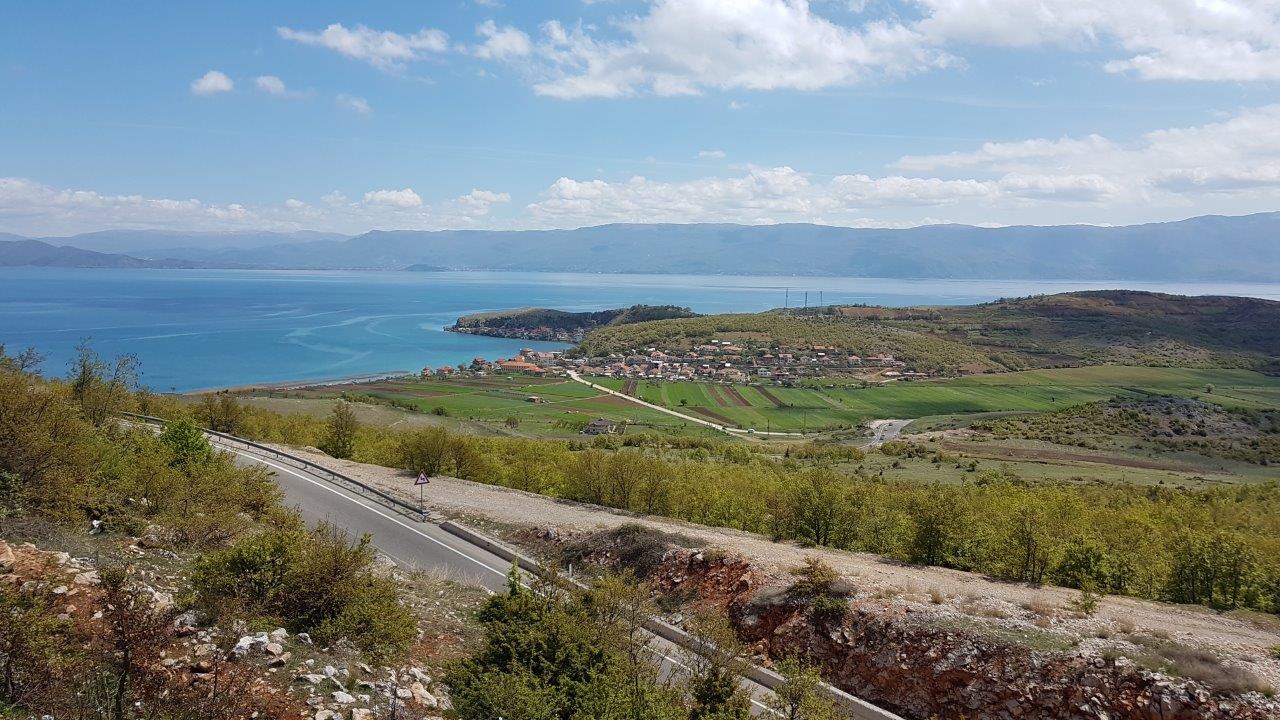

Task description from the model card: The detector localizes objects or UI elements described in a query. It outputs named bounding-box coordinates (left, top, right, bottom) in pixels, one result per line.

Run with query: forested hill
left=575, top=291, right=1280, bottom=373
left=451, top=305, right=697, bottom=337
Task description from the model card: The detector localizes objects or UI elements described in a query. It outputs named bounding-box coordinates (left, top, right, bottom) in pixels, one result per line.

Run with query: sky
left=2, top=0, right=1280, bottom=237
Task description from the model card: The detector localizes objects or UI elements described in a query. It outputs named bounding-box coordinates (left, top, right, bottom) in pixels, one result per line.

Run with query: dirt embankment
left=545, top=529, right=1280, bottom=720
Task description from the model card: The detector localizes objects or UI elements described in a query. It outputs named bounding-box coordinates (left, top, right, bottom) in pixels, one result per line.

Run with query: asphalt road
left=220, top=440, right=785, bottom=715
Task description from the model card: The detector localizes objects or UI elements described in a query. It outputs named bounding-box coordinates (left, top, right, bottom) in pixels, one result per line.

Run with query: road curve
left=216, top=437, right=787, bottom=716
left=568, top=371, right=803, bottom=437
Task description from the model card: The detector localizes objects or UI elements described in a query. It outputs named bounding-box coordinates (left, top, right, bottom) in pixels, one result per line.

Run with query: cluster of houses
left=420, top=349, right=569, bottom=379
left=421, top=340, right=927, bottom=386
left=573, top=340, right=925, bottom=384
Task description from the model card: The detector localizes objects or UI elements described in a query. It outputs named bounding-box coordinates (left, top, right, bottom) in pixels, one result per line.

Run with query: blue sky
left=2, top=0, right=1280, bottom=236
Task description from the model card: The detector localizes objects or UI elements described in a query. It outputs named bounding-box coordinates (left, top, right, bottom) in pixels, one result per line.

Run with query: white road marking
left=227, top=448, right=509, bottom=580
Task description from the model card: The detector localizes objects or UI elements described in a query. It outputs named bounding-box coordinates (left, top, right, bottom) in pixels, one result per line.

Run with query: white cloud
left=7, top=106, right=1280, bottom=234
left=471, top=0, right=1280, bottom=98
left=255, top=75, right=288, bottom=96
left=0, top=178, right=518, bottom=235
left=277, top=23, right=448, bottom=72
left=190, top=70, right=233, bottom=96
left=336, top=94, right=371, bottom=114
left=697, top=149, right=727, bottom=159
left=473, top=20, right=534, bottom=60
left=915, top=0, right=1280, bottom=81
left=524, top=105, right=1280, bottom=225
left=484, top=0, right=954, bottom=98
left=362, top=188, right=423, bottom=208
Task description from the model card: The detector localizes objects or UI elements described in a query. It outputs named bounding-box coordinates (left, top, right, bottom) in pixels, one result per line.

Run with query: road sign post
left=415, top=471, right=430, bottom=517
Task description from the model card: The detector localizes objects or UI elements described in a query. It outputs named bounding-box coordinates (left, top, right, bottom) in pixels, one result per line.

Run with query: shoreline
left=182, top=370, right=412, bottom=395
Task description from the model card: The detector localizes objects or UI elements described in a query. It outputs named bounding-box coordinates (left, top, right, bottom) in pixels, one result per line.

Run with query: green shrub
left=192, top=520, right=415, bottom=660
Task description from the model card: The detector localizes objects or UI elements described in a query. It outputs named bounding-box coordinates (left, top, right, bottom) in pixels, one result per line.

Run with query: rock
left=332, top=691, right=355, bottom=704
left=88, top=519, right=103, bottom=535
left=269, top=627, right=289, bottom=642
left=296, top=674, right=326, bottom=685
left=313, top=711, right=341, bottom=720
left=264, top=642, right=285, bottom=656
left=410, top=682, right=438, bottom=708
left=0, top=541, right=13, bottom=571
left=296, top=632, right=313, bottom=645
left=266, top=652, right=291, bottom=668
left=408, top=667, right=431, bottom=684
left=350, top=711, right=374, bottom=720
left=190, top=660, right=213, bottom=674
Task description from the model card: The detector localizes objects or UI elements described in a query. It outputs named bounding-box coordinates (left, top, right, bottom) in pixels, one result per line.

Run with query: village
left=420, top=337, right=929, bottom=385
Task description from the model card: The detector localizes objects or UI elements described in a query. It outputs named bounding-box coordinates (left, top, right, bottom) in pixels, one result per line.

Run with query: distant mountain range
left=2, top=212, right=1278, bottom=281
left=0, top=239, right=222, bottom=269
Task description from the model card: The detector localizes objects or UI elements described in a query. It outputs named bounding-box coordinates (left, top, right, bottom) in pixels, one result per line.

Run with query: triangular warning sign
left=415, top=472, right=430, bottom=485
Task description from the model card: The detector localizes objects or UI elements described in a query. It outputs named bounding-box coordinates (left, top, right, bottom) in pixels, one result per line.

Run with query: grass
left=247, top=374, right=726, bottom=439
left=594, top=366, right=1280, bottom=433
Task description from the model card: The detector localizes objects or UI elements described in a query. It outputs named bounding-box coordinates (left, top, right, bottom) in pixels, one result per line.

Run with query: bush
left=809, top=595, right=848, bottom=626
left=788, top=557, right=841, bottom=597
left=192, top=520, right=415, bottom=660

TRY IT: Pictures are to be dropped, and the remaining data set down exactly.

ANSWER BOX:
Task description from the model card: The detector localizes objects or UI elements described in a query. It outputs named bounding-box coordinates (left, top, right, bottom) in pixels, one result per line.

Run with query: forested hill
left=575, top=291, right=1280, bottom=373
left=451, top=305, right=697, bottom=337
Task description from the model card: The detector localizes objects or UI elements described in a query. It outputs named bounding-box coordinates (left, top, right, bottom) in pixels, one result per line.

Run with query: sky
left=2, top=0, right=1280, bottom=237
Task description from the model card: The detector localizes objects or UI elements described in a query. It outputs named bounding-box coordinates (left, top, right, bottom) in pixels, one result per line.

Run with query: dirt embankment
left=545, top=529, right=1280, bottom=720
Task description from the model card: The detector localizes objects or UI elements described in a query. It outputs named bounding-box coordinates (left, top, right, bottom) in pixels, one result per line.

Run with query: asphalt road
left=220, top=440, right=785, bottom=715
Task description from the model card: The detector localizes objects or UI elements described in a query. It outputs named bounding-box coordinates (left, top, right, bottom) in pixels, one result per line.

Run with query: road curve
left=216, top=437, right=787, bottom=716
left=568, top=371, right=803, bottom=437
Task description from the model card: The detector localizes objects or UI elements described in a query. It outputs named bounding-box coordinates (left, top, right, bottom) in pixels, one result per line.

Run with query: cluster of houses
left=420, top=349, right=569, bottom=379
left=421, top=340, right=927, bottom=386
left=573, top=340, right=925, bottom=384
Task description from the model card: The detector localizes objects or UI elements described in a query. It outputs named bounding-box coordinates (left, top, right, bottom) in pixels, one result per line.

Run with query: blue sky
left=2, top=0, right=1280, bottom=236
Task description from the model card: The detector localizes objects or UI elements described in a query. It outputs named bounding-box coordinates (left, top, right, bottom) in pixels, one result per line.

Run with query: white road marking
left=227, top=448, right=509, bottom=580
Task description from the model card: The detector localizes objects or UI elements described in a query. It outputs named bounding-box coordinates (left, top, right, bottom) in pixels, one result per line.

Run with query: white cloud
left=7, top=106, right=1280, bottom=234
left=471, top=0, right=1280, bottom=98
left=255, top=75, right=288, bottom=96
left=0, top=178, right=518, bottom=235
left=277, top=23, right=448, bottom=72
left=190, top=70, right=233, bottom=96
left=336, top=94, right=371, bottom=114
left=697, top=149, right=727, bottom=159
left=473, top=20, right=534, bottom=60
left=915, top=0, right=1280, bottom=81
left=524, top=105, right=1280, bottom=225
left=484, top=0, right=954, bottom=98
left=362, top=188, right=423, bottom=208
Task description from the model card: The detector localizes objects or UI elements described in a query. It outputs named bounding-box coordinates (left, top, right, bottom) in pixels, one result per line.

Run with query: road sign post
left=415, top=471, right=430, bottom=517
Task description from the model card: The detector localizes objects or UI elements described in a query. It outputs named bounding-box coordinates (left, top, right, bottom) in pixels, one result per line.

Run with query: shoreline
left=182, top=370, right=412, bottom=395
Task description from the model card: The detector localizes objects or UI elements described in a query. It outputs named bounding-box coordinates (left, top, right, bottom) in pixels, one result per line.

Run with query: green shrub
left=192, top=520, right=415, bottom=660
Task description from the model card: The detector localizes objects or UI elements described in a query. It outputs named bounding-box coordinates (left, top, right, bottom) in pixels, one result per line.

Run with query: rock
left=332, top=691, right=355, bottom=704
left=88, top=519, right=103, bottom=535
left=269, top=627, right=289, bottom=642
left=296, top=674, right=326, bottom=685
left=313, top=711, right=341, bottom=720
left=264, top=642, right=285, bottom=656
left=410, top=682, right=438, bottom=708
left=0, top=541, right=13, bottom=571
left=296, top=632, right=313, bottom=645
left=266, top=652, right=291, bottom=668
left=408, top=667, right=431, bottom=684
left=350, top=711, right=374, bottom=720
left=190, top=660, right=213, bottom=674
Task description from the model card: The detector localizes objects or UI elements described in a query. It outputs named bounding-box coordinates (left, top, right, bottom) in pixels, one result per line.

Run with query: village
left=420, top=337, right=929, bottom=385
Task description from the model card: The detector localizes objects or UI elements described in a query. It outputs named bounding-box coordinates (left, top, right, bottom) in pixels, one result per line.

Run with query: distant mountain range
left=2, top=212, right=1278, bottom=281
left=0, top=239, right=222, bottom=269
Task description from the model card: The detector localizes objects or UI elements described in a query. It outputs named bounding-box coordinates (left, top, right, bottom) in pixels, one result per line.

Run with query: triangular warning sign
left=415, top=472, right=430, bottom=485
Task description from the model card: The detector localizes objects or UI elements described in a query. It outputs named bounding-box coordinates (left, top, right, bottom) in pixels, one result per line.

Run with query: grass
left=247, top=374, right=726, bottom=439
left=594, top=366, right=1280, bottom=433
Task description from the model card: The detector localizes objects or UI elements described in a query. It outputs named bounding-box coordinates (left, top, right, bottom) in pixels, one result per line.

Run with query: bush
left=809, top=595, right=848, bottom=626
left=788, top=557, right=841, bottom=597
left=192, top=520, right=415, bottom=660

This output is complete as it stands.